* **EXCERPT TO READ**:
No 9 What went wrong, part two
So what happened next? Life, I suppose. First we had a baby, then another, and between the two, when I was six months pregnant, my mother died, catapulting us into a state of grief and chaos, a tangle of family complications and obligations. Two months after she died, X was forced to accept a job abroad, and when the new baby was a couple of months old and the elder two, we all moved. We ticked off the top three of life's most stressful events in the space of a few months.
It was disastrous. I was alone most of the time with two kids in a notoriously unwelcoming city, holding X responsible for every interminable, lonely afternoon spent grappling with a baby and a bored, unsettled toddler, every trip to the playground where no one spoke to me, every wrenching phone call with my family. I didn't grieve so much as firefight. Money was short, my attempts to find part-time work hopeless, and our new baby turned out to be of the nocturnal variety, repeatedly rousing the neighbours' fury and exhausting us.
After less than a year, with no realistic job prospects and no support network, X sat me down and suggested we cut our losses and move back. It would have to be my decision, he warned. He was not going to take responsibility alone for another massive life choice. While struggling with that dilemma, I discovered we were facing another: I was ? unexpectedly ? pregnant.
I don't remember much of the month that followed, except a lot of silence. We didn't speak much, as I tried to untangle my feelings and decide what to do ? somehow, there didn't seem to be much to say. X wasn't unsympathetic, or unsupportive; anything but. He was solicitous, kind and practical. Even so, it was clear that both decisions were mine alone to make. I was seeing a physiotherapist at the time for a hip problem, and I remember talking more openly to her during my twice-weekly sessions than I did to X. Somewhere around that point, any inclination to confide in X was lost. I withdrew further and further, paralysed with indecision.

(Excerpts from a dataset)
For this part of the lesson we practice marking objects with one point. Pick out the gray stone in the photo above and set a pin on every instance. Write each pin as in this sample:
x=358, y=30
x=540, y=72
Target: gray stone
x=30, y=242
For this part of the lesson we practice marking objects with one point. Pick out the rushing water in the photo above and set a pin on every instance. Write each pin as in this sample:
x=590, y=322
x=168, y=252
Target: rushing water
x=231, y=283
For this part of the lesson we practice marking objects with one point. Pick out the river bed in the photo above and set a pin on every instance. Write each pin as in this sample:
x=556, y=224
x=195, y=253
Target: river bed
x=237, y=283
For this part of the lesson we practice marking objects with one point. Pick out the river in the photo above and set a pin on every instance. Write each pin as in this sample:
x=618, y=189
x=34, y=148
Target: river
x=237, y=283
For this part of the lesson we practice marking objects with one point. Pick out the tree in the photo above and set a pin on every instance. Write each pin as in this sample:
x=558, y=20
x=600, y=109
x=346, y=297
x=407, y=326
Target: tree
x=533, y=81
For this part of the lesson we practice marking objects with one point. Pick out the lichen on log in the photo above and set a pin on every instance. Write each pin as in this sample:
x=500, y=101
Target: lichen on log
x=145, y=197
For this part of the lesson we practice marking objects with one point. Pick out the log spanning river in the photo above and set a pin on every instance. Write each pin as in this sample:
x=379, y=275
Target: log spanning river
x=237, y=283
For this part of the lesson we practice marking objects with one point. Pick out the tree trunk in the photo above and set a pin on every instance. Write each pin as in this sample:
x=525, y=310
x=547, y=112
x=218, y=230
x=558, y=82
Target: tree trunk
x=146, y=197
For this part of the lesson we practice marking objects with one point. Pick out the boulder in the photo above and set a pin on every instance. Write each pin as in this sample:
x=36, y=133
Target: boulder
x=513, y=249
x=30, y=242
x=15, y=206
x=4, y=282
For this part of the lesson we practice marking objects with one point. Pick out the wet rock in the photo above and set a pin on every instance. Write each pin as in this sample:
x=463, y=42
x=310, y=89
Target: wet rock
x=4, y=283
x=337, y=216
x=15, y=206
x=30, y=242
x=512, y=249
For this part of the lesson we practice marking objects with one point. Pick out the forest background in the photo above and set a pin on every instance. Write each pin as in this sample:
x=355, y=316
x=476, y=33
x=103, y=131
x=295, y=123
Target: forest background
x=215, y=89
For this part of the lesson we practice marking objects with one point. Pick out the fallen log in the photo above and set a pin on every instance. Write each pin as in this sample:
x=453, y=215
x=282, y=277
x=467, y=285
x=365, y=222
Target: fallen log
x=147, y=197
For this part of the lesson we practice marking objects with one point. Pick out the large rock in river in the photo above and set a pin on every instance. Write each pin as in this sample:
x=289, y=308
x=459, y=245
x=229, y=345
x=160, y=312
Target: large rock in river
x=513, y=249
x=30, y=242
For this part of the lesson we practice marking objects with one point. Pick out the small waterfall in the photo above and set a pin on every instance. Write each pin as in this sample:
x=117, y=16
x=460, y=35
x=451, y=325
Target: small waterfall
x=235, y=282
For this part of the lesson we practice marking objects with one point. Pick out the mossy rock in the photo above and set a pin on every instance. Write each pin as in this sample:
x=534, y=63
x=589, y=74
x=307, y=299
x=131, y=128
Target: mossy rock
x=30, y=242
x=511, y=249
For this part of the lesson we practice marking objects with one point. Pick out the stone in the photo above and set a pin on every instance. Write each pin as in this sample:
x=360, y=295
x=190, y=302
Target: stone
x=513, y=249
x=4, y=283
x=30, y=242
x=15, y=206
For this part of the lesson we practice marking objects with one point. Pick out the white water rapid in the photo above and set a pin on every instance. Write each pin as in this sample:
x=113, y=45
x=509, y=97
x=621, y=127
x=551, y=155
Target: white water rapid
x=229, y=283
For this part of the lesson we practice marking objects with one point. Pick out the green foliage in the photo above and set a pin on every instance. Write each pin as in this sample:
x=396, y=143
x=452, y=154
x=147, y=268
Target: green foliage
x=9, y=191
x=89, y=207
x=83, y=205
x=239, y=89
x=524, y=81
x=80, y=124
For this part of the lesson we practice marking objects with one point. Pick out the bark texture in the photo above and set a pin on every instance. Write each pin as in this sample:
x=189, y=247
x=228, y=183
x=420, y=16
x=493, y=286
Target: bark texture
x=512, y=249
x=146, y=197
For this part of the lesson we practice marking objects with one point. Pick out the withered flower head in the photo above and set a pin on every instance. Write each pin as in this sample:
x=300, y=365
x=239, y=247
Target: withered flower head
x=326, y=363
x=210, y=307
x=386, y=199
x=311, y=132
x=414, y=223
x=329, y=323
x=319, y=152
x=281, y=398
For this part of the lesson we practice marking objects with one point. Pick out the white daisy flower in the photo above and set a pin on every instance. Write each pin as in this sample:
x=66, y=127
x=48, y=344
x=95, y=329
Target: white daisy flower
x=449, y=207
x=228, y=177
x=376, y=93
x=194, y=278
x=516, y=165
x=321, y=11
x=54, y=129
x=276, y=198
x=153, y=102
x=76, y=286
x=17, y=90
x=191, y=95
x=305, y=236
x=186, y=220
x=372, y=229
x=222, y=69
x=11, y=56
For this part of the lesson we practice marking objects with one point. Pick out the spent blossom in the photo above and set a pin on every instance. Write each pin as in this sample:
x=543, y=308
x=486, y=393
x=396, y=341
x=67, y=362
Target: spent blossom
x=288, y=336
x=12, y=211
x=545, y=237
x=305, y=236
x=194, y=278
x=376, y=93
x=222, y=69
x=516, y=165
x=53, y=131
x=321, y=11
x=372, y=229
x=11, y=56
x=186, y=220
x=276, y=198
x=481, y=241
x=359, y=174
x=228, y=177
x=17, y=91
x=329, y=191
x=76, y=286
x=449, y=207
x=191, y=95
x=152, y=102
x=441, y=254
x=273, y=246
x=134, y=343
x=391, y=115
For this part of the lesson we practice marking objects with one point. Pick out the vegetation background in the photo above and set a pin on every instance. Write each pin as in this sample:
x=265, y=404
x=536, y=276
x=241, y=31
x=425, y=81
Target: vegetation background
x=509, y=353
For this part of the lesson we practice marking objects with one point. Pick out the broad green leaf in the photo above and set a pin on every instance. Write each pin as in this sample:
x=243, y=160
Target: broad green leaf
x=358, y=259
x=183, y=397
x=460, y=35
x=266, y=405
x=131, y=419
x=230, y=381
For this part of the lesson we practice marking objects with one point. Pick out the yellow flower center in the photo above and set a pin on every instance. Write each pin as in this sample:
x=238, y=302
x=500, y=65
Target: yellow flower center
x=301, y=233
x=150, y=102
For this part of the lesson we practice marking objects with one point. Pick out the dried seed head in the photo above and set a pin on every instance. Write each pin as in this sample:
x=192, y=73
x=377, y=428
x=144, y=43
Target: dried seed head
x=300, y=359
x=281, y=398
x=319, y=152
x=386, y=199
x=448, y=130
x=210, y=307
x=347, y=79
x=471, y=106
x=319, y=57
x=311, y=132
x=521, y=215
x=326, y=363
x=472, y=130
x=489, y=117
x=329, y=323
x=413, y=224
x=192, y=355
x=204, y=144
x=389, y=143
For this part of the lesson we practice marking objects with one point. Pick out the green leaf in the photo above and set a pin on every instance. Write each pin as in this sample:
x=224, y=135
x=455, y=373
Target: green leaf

* **WORK REQUEST 1**: List everything that the narrator of the account of what went wrong says she held X responsible for after the move abroad.
* **WORK REQUEST 2**: Resume the account of what went wrong, starting right after its final sentence.
The listing can be set aside, since none of the work draws on it.

* **RESPONSE BOX 1**:
- Every interminable, lonely afternoon spent grappling with a baby and a bored, unsettled toddler
- Every trip to the playground where no one spoke to her
- Every wrenching phone call with her family

* **RESPONSE BOX 2**:
Eventually, against the wall of an inflexible deadline, I decided that we would move back to London and I would get a termination. It felt like a double failure. I remember getting up at 5am to go to a clinic on my own (X had to look after the kids). I remember riding through the dawn, on a succession of suburban trains, showering in antibacterial gel, putting on a hairnet and a pair of plastic slippers, sitting alone in my hospital room trying to empty my mind, counting the ceiling tiles. I had the termination (X was there when I came round, with a thoughtful flask of tea and a cake) and a week later we moved back to London. Three weeks after that, I was back at work.
None of this was X's wish, or his doing. He would have happily stayed, moved out to the suburbs, helped me raise three children. He would have been good at it; I wouldn't have coped. Even so, it was much easier for me to hold a tight knot of resentment towards him than to turn towards him for comfort. At this point, working full-time and struggling with two kids, full of anger and anxiety, I stopped talking to him at all. At one point, after a week of barely exchanging a word, X called me at the office to say that if I didn't call back and speak to him, there would be no point in us going on. I didn't call.
We weathered that crisis, somehow, moved abroad again a year later. The move was happier overall, but as a couple, we weren't. X was increasingly irritated by my irresponsibility, I found him joylessly fixated on the tedious minutiae of life. We disagreed and undermined each other with the children. Increasingly, I looked to my friends and not to X for fun, solace, laughter. I allowed myself to wonder for the first time about other lives, other men. In essence, I gave up.